= Data records =
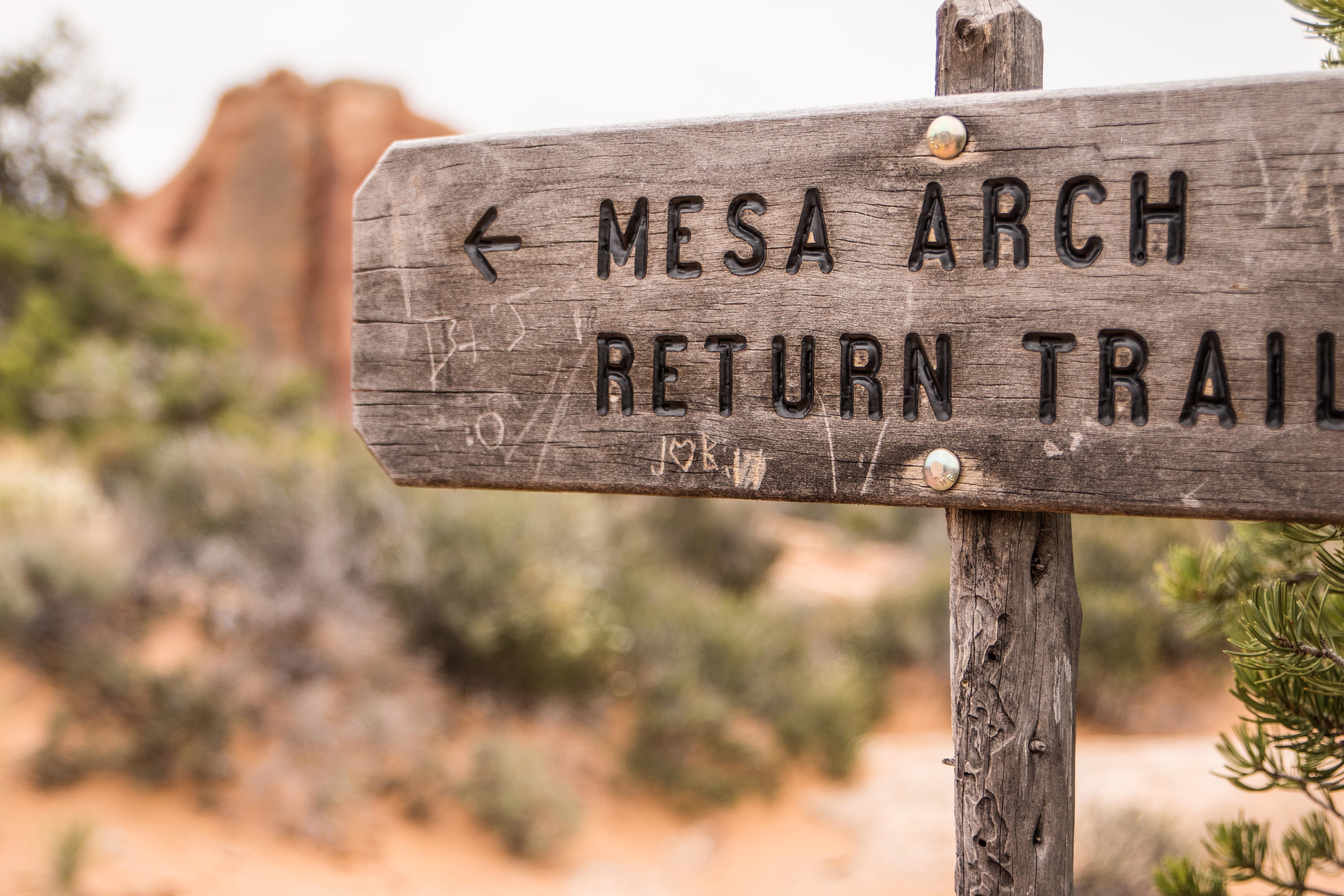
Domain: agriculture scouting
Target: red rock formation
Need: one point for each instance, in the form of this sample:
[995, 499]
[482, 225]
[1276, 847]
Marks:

---

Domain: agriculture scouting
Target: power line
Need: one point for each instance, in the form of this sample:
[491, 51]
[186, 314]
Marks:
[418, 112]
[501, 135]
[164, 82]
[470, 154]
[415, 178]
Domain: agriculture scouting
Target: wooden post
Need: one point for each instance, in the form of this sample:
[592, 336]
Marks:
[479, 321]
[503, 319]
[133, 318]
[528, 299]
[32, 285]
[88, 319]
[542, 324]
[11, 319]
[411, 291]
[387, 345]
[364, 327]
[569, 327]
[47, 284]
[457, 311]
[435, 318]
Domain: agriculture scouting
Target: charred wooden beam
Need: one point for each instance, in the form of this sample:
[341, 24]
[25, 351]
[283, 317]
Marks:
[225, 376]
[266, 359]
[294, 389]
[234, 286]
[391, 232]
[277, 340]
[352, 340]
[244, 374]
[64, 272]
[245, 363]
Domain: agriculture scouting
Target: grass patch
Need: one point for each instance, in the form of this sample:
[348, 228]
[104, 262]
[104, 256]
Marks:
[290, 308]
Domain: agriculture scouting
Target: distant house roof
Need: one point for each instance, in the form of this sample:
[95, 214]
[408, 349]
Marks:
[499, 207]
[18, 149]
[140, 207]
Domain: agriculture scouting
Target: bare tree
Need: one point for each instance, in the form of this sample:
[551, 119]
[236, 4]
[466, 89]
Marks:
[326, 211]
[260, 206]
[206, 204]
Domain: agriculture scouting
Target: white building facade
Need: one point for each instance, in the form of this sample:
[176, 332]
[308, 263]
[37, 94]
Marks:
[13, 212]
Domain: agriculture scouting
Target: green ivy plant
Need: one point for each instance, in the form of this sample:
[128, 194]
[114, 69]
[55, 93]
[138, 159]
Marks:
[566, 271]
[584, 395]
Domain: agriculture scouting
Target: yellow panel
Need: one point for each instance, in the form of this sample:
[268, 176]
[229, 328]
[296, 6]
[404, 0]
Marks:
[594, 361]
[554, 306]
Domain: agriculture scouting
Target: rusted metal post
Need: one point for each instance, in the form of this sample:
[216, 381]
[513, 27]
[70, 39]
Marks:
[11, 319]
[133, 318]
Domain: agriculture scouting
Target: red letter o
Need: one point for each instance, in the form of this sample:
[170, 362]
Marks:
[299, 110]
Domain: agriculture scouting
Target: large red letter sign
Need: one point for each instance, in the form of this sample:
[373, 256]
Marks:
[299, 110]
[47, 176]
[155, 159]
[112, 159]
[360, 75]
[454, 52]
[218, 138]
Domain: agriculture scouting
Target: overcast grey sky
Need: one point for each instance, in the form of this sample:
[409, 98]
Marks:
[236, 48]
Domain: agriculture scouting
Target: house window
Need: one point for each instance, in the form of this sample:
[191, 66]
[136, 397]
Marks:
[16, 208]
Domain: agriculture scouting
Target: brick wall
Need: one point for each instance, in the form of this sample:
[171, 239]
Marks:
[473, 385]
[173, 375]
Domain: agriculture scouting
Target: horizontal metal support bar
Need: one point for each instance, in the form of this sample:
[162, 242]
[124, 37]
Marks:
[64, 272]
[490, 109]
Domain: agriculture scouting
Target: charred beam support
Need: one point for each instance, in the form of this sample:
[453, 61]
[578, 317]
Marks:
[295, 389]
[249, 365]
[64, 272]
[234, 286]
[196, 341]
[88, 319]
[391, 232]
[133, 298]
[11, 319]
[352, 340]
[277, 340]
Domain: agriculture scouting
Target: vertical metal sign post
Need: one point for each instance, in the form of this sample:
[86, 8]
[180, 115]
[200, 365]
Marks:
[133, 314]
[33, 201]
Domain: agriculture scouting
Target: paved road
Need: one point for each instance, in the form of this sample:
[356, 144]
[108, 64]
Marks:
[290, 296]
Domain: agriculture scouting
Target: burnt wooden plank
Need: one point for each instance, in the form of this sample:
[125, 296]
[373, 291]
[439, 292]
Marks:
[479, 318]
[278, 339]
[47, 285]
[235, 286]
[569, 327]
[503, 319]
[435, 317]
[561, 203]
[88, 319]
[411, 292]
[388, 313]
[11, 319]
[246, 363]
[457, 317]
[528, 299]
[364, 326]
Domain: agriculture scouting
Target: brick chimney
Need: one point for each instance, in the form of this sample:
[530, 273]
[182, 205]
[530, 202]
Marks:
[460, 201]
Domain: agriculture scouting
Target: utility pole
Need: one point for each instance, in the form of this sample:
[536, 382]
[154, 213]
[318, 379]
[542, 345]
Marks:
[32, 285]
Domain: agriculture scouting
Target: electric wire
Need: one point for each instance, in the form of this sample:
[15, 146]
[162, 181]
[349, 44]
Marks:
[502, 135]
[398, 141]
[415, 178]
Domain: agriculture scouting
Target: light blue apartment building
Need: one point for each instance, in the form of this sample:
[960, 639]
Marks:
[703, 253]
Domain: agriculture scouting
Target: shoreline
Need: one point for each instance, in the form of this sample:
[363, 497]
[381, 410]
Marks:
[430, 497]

= To be done =
In the rows above, how many lines contain the string "post"? Treat uppercase and lowercase as different, and reply with the count alone.

= Response to the task =
3